• Opis zadania:
Na podstawie uzasadnienia wyroku odpowiedz na pytania:
(a) Który sąd sporządził uzasadnienie o sygnaturze XIII Ga 29/16 i z jaką datą?
(b) Jaką kwotę Sąd Rejonowy w Płocku zasądził tytułem zwrotu kosztów procesu?
(c) Od którego dnia biegną odsetki umowne od kwoty 9.191,03 zł?

• Fragment dokumentu:

==========

Serwis Internetowy Portal Orzeczeń używa plików cookies. Jeżeli nie wyrażają Państwo zgody, by pliki cookies były zapisywane na dysku należy zmienić ustawienia przeglądarki internetowej. Korzystając dalej z serwisu wyrażają Państwo zgodę na używanie cookies , zgodnie z aktualnymi ustawieniami przeglądarki.

XIII Ga 29/16 - uzasadnienie Sąd Okręgowy w Łodzi z 2016-06-24

Sygn. akt XIII Ga 29/16

UZASADNIENIE

Zaskarżonym wyrokiem Sąd Rejonowy w Płocku zasądził od D. Ł. na rzecz (...)spółki akcyjnej w W. kwotę 10.269,84 zł z odsetkami umownymi w wysokości czterokrotności stopy lombardowej NBP od kwoty 9.191,03 zł od dnia 7 marca 2014 r. do dnia zapłaty oraz kwotę 2.546,00 zł tytułem zwrotu kosztów procesu.

==========

• Dostarczone informacje:
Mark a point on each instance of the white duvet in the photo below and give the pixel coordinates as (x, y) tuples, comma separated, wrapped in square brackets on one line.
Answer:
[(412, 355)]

==========

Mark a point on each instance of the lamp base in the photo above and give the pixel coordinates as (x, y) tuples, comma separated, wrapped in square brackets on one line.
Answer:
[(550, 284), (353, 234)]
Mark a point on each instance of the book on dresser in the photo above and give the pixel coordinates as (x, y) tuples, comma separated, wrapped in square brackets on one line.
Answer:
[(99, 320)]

==========

• Wynik zadania:
(a) Sąd Okręgowy w Łodzi, z datą 2016-06-24.
(b) 2.546,00 zł.
(c) Od dnia 7 marca 2014 r.